OVERVIEW OF DEGREE REQUIREMENTS
Minimum number of credits required to graduate: 121
Minimum Cumulative GPA required to graduate: 2.0
Minimum Grade requirements for courses to count toward major: Grade of C or better in MAT 122 or C- in MAT 126, and Grade of C- in WLE 200 or SMS 300 or BIO 319 needed to progress to WLE 220.
Other GPA requirements to graduate: None.
Required Course(s) for fulfilling Capstone Experience: WLE 450 and WLE 455
Contact Information: Lindsay C. N. Seward, Undergraduate Coordinator, 238 Nutting Hall, (207) 581-2847, wildeco@maine.edu
The Department of Wildlife, Fisheries, and Conservation Biology offers an education with an emphasis on basic sciences and principles of wildlife ecology and resource management, with the goal for students to develop responsible citizenship and a sound training as a professional wildlife biologist, a professional fisheries biologist, or a conservation biologist. A minor in Fisheries is available to non-majors interested in a fisheries career. Students are exposed to wildlife issues in a diversity of ecological systems, in national parks, wildlife refuges, state management areas, and on private land. Maine offers diverse opportunities to study wildlife in a variety of natural environments ranging from the coast with its sea birds, marine mammals and eagles, to the more mountainous northern boreal forest occupied by moose, black bears, loons, red-backed salamanders, brook trout, and salmon. Maine also has thousands of lakes and ponds and 30,000 miles of rivers and streams.
An active Wildlife Ecology graduate program, offering both M. S. and Ph.D. degrees, enables undergraduates to interact with graduate students conducting research in wildlife and fish ecology and conservation. Students have the opportunity to work with federal wildlife and fisheries biologists who are faculty in the Department and are employed through the USGS Maine Cooperative Fish and Wildlife Research Unit.

__DATA EXTRACT__:

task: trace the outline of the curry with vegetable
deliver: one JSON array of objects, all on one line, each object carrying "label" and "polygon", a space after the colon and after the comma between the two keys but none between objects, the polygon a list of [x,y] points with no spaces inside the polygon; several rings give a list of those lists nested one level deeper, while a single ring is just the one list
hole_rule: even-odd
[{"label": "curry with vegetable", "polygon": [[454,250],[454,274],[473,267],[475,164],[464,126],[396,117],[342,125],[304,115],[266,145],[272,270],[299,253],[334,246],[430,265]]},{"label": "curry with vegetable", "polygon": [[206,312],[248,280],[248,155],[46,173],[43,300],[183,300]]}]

...

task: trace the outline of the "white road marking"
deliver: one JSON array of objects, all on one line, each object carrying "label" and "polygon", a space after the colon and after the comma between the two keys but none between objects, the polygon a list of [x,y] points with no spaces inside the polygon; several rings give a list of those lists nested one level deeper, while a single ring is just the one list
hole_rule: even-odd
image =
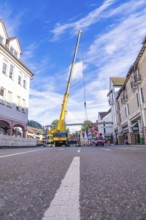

__TASK TO CARRY OUT__:
Please continue the Department of Wildlife, Fisheries, and Conservation Biology overview, picking up after its final sentence.

__RESPONSE TO THIS TASK__:
The curriculum in Wildlife Ecology is designed to train the student to adapt to the changing requirements of the Wildlife profession. The curriculum has solid science and conservation foundations, coupled with experiences in wildlife policy, human dimensions of wildlife conservation, communications, and the humanities. Students can also meet the requirements to become a Certified Wildlife Biologist or a Certified Fisheries Biologist through the professional societies associated with our discipline. The curriculum for the B.S. degree in Wildlife Ecology plus a concentration in Fisheries allow students to meet certification requirements of the American Fisheries Society. The Wildlife Ecology curriculum plus a concentration in Wildlife Science and Management qualify students to meet professional certification requirements of The Wildlife Society.
Requirements for BS in Wildlife Ecology
Graduates must complete 121 credits including:
- Satisfy general education requirements.
- Complete all courses listed in the curriculum for the B.S. in Wildlife Ecology.
- One additional field course.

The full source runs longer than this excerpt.